Data shown =
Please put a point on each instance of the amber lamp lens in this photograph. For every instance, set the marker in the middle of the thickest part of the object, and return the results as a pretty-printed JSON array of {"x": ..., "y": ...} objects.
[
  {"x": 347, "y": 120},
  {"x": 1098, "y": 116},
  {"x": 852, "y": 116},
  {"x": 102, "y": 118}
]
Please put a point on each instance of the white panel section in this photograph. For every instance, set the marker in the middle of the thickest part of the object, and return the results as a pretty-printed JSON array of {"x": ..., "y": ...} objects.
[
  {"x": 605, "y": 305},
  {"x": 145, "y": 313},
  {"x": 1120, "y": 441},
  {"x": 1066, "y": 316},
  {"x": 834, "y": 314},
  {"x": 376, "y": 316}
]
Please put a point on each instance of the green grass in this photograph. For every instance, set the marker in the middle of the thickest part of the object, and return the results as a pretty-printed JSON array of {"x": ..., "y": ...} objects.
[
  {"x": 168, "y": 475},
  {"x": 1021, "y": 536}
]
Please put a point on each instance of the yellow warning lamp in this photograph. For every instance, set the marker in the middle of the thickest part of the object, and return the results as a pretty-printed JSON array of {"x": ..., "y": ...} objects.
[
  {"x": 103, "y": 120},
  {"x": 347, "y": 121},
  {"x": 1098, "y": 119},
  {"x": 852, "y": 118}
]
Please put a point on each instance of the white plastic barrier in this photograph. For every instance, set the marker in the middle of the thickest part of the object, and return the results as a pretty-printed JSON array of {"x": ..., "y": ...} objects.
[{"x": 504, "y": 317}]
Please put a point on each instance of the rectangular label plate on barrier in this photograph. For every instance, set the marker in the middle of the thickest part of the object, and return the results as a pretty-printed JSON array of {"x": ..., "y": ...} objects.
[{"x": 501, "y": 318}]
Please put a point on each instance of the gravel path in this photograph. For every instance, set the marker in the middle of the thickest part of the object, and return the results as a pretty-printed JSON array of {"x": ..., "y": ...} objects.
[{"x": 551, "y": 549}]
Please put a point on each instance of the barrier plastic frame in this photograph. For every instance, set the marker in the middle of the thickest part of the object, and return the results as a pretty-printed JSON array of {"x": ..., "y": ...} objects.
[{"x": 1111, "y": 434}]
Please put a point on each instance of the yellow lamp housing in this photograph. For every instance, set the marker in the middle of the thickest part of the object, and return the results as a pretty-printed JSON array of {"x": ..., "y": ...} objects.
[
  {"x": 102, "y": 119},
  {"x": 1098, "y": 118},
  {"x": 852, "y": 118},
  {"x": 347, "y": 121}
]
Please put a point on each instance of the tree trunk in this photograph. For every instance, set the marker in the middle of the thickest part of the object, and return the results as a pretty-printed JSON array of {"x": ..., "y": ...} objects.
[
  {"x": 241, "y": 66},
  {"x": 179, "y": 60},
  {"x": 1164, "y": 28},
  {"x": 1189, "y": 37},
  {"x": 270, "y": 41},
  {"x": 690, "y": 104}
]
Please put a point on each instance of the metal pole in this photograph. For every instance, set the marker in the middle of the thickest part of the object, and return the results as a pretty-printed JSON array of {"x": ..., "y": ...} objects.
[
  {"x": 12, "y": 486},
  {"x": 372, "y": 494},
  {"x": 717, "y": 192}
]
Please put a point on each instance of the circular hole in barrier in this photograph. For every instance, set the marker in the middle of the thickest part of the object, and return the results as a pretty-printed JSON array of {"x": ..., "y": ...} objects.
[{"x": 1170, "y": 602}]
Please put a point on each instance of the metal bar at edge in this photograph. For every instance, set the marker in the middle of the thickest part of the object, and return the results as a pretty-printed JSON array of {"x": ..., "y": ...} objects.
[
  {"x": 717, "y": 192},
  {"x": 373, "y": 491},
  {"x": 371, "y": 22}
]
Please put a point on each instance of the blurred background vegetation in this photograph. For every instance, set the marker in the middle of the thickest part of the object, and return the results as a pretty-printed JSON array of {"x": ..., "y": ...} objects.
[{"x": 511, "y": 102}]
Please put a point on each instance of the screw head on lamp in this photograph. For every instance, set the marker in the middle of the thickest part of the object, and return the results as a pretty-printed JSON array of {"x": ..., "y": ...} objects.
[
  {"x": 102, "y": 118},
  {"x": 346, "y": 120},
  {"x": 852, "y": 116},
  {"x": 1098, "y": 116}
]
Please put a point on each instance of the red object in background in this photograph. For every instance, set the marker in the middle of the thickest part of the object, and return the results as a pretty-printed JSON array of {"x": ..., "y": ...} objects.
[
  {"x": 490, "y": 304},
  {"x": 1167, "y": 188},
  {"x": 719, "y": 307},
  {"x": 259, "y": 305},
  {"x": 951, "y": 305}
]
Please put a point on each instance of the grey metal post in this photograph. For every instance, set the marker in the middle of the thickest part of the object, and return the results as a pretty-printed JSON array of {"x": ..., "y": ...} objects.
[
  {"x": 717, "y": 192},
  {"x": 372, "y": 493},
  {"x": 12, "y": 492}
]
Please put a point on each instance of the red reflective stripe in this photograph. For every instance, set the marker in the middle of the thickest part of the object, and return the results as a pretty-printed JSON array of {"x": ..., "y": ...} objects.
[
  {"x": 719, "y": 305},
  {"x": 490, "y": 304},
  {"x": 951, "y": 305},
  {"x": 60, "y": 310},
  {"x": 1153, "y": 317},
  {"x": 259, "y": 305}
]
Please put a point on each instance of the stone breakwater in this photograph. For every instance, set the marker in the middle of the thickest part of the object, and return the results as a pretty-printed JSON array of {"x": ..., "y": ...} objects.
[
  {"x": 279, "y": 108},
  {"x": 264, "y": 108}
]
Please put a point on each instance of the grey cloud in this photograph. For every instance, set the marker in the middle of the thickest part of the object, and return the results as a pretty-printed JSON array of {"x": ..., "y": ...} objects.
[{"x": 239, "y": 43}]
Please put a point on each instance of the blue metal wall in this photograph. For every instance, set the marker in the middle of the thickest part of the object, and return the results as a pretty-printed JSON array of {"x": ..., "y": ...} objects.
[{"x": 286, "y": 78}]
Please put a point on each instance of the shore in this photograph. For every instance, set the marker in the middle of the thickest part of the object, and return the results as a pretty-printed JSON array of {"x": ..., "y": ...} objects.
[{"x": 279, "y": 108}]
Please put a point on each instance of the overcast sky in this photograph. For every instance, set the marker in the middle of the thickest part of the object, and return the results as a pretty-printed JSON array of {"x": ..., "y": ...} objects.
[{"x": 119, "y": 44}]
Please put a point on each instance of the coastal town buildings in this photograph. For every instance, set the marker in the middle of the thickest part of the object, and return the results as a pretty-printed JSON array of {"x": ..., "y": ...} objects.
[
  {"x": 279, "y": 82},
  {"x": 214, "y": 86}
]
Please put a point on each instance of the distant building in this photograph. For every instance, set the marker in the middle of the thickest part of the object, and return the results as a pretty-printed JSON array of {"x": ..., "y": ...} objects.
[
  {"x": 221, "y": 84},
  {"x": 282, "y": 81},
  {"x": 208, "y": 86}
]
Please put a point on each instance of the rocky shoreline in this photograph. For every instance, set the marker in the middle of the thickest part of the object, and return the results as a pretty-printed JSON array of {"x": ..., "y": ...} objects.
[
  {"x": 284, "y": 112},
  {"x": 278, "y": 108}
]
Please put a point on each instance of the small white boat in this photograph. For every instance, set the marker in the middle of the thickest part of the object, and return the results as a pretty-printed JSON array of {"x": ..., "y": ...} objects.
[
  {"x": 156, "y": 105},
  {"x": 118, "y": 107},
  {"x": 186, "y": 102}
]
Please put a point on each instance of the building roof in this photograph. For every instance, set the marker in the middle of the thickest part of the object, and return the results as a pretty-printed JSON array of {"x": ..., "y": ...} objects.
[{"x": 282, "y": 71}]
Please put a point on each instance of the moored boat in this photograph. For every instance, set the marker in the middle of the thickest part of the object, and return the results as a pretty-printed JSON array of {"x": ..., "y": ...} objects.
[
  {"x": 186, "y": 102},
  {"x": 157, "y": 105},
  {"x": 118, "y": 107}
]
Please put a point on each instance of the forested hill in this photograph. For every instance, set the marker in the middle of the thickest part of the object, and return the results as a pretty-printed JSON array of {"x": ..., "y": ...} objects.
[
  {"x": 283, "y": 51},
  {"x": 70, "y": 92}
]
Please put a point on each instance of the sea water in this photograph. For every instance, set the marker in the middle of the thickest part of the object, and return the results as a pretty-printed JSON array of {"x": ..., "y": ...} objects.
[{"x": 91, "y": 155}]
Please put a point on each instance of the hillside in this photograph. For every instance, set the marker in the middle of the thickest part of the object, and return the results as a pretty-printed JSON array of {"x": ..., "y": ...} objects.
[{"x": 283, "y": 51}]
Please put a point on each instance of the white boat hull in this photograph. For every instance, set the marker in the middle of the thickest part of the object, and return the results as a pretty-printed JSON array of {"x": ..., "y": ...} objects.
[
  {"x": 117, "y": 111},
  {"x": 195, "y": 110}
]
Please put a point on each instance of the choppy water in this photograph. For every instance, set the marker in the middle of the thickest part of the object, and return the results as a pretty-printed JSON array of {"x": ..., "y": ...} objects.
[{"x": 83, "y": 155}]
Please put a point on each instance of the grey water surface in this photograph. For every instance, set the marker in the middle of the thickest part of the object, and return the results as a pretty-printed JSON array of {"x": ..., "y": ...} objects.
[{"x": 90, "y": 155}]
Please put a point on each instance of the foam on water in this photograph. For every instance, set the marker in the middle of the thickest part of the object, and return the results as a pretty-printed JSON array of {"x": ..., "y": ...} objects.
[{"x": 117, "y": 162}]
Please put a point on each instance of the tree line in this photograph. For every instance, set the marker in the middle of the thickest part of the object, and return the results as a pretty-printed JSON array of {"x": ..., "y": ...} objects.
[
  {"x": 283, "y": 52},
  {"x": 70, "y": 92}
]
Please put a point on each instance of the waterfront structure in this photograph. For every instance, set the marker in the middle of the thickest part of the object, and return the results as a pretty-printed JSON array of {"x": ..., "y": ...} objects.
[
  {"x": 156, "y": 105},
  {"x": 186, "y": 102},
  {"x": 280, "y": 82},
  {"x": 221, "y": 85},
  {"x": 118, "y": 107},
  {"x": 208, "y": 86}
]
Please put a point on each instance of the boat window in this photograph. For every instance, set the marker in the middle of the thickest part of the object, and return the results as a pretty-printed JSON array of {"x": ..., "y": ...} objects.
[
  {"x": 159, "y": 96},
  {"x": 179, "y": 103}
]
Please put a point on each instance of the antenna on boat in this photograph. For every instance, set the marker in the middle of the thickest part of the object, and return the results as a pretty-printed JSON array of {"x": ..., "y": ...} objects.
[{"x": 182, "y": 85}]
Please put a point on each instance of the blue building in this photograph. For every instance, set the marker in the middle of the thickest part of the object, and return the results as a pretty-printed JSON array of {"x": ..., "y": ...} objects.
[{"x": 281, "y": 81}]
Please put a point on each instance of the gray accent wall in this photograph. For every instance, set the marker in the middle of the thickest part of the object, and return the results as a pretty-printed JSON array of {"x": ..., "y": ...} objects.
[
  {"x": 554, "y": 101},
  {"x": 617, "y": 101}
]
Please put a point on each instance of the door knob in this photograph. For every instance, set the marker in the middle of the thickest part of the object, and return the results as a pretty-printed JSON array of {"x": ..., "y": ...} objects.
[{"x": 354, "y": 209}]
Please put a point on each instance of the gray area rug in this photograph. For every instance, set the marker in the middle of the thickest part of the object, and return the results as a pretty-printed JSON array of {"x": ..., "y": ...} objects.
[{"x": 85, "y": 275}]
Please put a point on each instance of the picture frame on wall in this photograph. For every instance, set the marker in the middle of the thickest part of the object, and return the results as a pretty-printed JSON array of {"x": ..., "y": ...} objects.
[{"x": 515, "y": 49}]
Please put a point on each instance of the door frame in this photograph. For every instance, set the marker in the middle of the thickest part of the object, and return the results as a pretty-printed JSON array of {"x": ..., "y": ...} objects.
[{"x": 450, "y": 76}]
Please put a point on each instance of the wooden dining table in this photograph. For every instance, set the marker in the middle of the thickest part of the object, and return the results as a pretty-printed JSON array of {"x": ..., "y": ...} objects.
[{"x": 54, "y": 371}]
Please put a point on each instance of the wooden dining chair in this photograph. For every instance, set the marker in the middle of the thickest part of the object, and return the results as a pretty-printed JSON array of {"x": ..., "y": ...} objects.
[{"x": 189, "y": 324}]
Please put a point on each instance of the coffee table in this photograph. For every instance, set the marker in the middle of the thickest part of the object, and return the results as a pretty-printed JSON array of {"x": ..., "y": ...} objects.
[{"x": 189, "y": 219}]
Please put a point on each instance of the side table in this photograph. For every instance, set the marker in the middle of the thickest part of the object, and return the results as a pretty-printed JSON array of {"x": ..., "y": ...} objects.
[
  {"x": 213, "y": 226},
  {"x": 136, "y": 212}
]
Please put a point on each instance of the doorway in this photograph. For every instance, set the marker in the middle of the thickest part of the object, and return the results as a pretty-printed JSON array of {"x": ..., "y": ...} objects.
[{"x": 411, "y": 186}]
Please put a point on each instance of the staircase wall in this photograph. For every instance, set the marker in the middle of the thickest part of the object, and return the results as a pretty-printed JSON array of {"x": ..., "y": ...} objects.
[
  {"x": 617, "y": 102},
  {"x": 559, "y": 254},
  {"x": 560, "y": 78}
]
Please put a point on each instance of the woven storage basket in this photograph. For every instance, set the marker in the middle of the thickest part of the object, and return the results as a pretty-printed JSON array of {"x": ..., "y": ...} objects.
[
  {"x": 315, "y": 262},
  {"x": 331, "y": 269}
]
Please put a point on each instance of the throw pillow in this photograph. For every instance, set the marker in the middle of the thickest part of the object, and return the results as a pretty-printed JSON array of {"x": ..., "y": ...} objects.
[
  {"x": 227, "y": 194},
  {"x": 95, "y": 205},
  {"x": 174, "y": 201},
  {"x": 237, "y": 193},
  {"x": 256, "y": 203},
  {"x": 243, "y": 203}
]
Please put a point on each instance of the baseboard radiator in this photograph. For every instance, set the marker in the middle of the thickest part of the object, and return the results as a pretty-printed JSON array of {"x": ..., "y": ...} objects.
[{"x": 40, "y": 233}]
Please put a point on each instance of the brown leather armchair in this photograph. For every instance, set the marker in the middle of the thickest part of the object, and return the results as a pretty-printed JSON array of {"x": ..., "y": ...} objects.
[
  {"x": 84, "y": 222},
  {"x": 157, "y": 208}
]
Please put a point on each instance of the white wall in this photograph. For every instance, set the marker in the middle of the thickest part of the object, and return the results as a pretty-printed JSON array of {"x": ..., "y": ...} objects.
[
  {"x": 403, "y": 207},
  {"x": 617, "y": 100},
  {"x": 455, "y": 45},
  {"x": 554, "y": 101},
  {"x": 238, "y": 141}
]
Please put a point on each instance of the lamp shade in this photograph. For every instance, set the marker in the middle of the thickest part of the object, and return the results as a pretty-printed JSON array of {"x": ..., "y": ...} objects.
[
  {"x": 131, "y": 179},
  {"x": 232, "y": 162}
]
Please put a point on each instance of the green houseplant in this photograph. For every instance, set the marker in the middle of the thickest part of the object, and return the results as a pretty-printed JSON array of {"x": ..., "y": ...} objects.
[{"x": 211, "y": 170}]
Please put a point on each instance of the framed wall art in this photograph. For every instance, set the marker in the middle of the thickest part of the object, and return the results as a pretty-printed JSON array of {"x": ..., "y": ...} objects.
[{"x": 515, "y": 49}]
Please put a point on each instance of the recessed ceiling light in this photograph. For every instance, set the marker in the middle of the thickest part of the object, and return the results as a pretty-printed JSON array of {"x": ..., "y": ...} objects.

Given request = Write out only what runs from the line holding "Please put a point on each instance of the white wall" through the last line of the records, exactly as shown.

Final result =
Please put a point on each instance of the white wall in this photograph. For every instance, set the marker in the middle of the thickest part of the object, and return the results as a pretty-printed JSON array of {"x": ..., "y": ...} objects.
[
  {"x": 403, "y": 207},
  {"x": 617, "y": 100},
  {"x": 455, "y": 45},
  {"x": 554, "y": 101},
  {"x": 238, "y": 141}
]
Please put a point on each instance of the lamp shade in this photograph. For every instance, set the marker in the middle of the thickest part of the object, and return the results as a pretty-printed JSON array of {"x": ..., "y": ...} objects.
[
  {"x": 131, "y": 179},
  {"x": 232, "y": 162}
]
Please put a point on each instance of the green houseplant in this photograph. For every instance, set the marker in the middle of the thickest part of the object, and return the results as a pretty-printed JSON array of {"x": ..., "y": ...} objects.
[{"x": 211, "y": 170}]
Please put a point on each instance of the framed wall art in this photograph. For every instance, set the marker in the middle of the thickest part of the object, and return the results as a pretty-printed JSON array of {"x": ..., "y": ...} objects.
[{"x": 515, "y": 49}]
Please put a point on each instance of the recessed ceiling light in this photograph. For every instance, set the marker in the middle of the thickest part of the object, and return the results as a pretty-printed JSON array of {"x": ..., "y": ...} objects.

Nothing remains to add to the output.